### Explorar el material
(1) Reescribe en forma de lista breve el párrafo del texto sobre el cuidado del cuerpo que empieza con "Por un lado no cuidamos el cuerpo", sin perder sus datos principales.
(2) Por favor, continúa el texto sobre el cuidado del cuerpo a partir de su última oración.

──────── Texto seleccionado ────────

Nos olvidamos del cuerpo, termómetro fiel que va midiendo
nuestro estado de salud física y anímica, olvidando algo esencial que forma
parte de nuestro ser. El cuerpo acaba expresando patologías que tienen que ver
con el sentido de la vida, el propósito vital, lo que uno cree, el valor de la
persona, la convivencia, la armonía. Otras veces el deterioro nos lleva a
trastornos psicológicos y mentales.
Por un lado no cuidamos el cuerpo: mala alimentación,
dependencias, falta de descanso, irritabilidad. No estamos contentos con lo que
hacemos y somos, no hay equilibrio, medida ni prudencia. Se come mal, vamos a
mil por hora, el aspecto lúdico se convierte en evasión. Lo cierto es que la
persona se va fragmentando por dentro, y esto es el anuncio de su futura
decrepitud.

──────── Información ────────

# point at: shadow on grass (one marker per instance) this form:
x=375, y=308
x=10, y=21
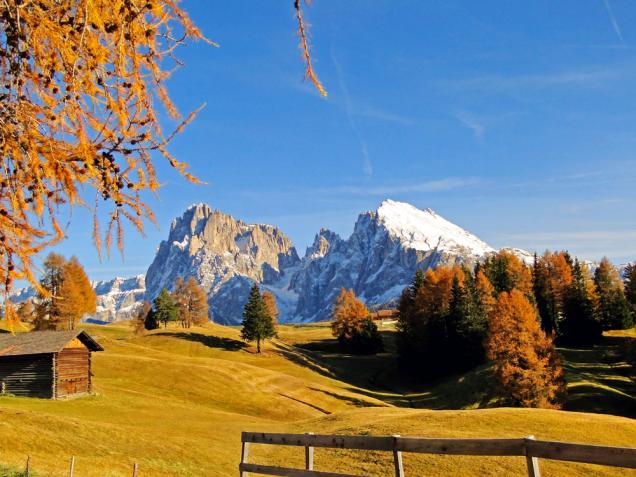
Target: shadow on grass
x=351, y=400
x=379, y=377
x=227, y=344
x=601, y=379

────────
──────── Información ────────

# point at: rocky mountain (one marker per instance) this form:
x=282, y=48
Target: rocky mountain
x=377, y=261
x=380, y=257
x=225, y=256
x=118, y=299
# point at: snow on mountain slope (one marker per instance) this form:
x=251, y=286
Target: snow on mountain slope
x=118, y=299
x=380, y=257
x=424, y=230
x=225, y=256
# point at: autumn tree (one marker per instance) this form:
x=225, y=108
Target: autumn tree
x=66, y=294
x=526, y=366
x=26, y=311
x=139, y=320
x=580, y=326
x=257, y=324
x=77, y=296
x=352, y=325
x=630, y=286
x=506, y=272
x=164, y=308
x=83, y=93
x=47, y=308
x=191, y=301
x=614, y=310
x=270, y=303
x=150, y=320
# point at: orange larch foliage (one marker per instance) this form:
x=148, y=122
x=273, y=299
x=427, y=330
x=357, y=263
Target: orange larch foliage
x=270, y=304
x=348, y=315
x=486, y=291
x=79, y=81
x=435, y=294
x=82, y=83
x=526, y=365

────────

### Respuestas del ejercicio
(1)
- No cuidamos el cuerpo: mala alimentación, dependencias, falta de descanso, irritabilidad.
- No estamos contentos con lo que hacemos y somos; faltan equilibrio, medida y prudencia.
- Se come mal, vamos a mil por hora y lo lúdico se vuelve evasión.
- La persona se fragmenta por dentro, anuncio de su futura decrepitud.

(2)
Centrarse en uno mismo envejece
Olvidamos que la energía que nos aguanta no sólo se agota
con los malos hábitos, sino que la energía más potente, que nos permite seguir
existiendo, es la fuerza que sale del alma. Un latido divino nos sostiene, pese
a que podamos ir errados. Cuando nos olvidamos de nuestra configuración
espiritual todo se precipita. Sólo vivimos volcados en nosotros mismos, sea
cual sea, tanto la persona más sencilla que sólo vive pendiente de sí misma
como la que, por sus capacidades intelectuales está volcada a su trabajo,
intentando aumentar su prestigio e idolatrando su ego. Caerán igual, pese a sus
capacidades intelectuales y académicas. El culto al yo intelectual es dramático
cuando van apareciendo signos de envejecimiento. Se han creído inmortales,
nunca pensaron que podrían retirarse ya no de sus cátedras, sino de sus egos.
Les falta una visión más lúcida para saber apartarse antes y vivir de forma más
serena y contemplativa. No han dejado tiempo para el silencio, para ir
elaborando un proceso natural que puede evitar la tragedia de verse abocados a
situaciones insostenibles, física y psíquicamente.
Tiempo para redescubrirse
Nos hemos olvidado que entre el trabajo y la responsabilidad
social está el valor del silencio, del escucharnos y escuchar a los demás.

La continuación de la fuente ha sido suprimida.